## Problem statement
Can you transcribe every line exactly and leave the pictures behind?

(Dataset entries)
■ ■ ■

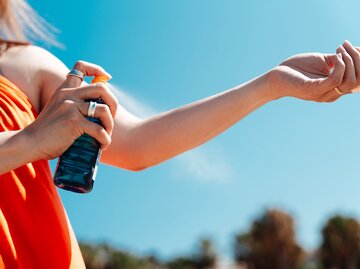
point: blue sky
(296, 155)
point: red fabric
(34, 229)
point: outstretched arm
(138, 144)
(148, 142)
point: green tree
(270, 244)
(340, 246)
(204, 258)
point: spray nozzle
(100, 78)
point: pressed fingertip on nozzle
(100, 78)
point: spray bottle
(77, 166)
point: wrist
(30, 149)
(266, 87)
(273, 88)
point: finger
(336, 77)
(329, 96)
(97, 132)
(102, 112)
(88, 69)
(349, 80)
(355, 55)
(94, 91)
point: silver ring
(91, 109)
(338, 91)
(76, 73)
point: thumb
(88, 69)
(337, 74)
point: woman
(39, 120)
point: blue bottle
(77, 166)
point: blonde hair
(20, 23)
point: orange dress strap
(34, 228)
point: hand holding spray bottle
(77, 166)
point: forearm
(15, 150)
(168, 134)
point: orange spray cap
(100, 78)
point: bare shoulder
(36, 72)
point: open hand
(318, 77)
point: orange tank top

■ ■ ■

## Task solution
point: blue sky
(296, 155)
point: red fabric
(34, 229)
point: outstretched arm
(138, 144)
(148, 142)
point: green tree
(270, 244)
(340, 246)
(204, 258)
point: spray nozzle
(100, 78)
point: pressed fingertip on nozzle
(100, 78)
point: spray bottle
(77, 166)
point: wrist
(30, 149)
(266, 87)
(273, 88)
point: finger
(336, 77)
(329, 96)
(97, 132)
(102, 112)
(88, 69)
(349, 80)
(355, 55)
(94, 91)
point: silver ring
(91, 109)
(338, 91)
(76, 73)
point: thumb
(88, 69)
(337, 74)
point: woman
(39, 120)
point: blue bottle
(77, 166)
point: blonde hair
(20, 23)
point: orange dress strap
(34, 228)
point: hand holding spray bottle
(77, 166)
point: forearm
(15, 150)
(168, 134)
point: orange spray cap
(100, 78)
point: bare shoulder
(36, 72)
point: open hand
(318, 77)
point: orange tank top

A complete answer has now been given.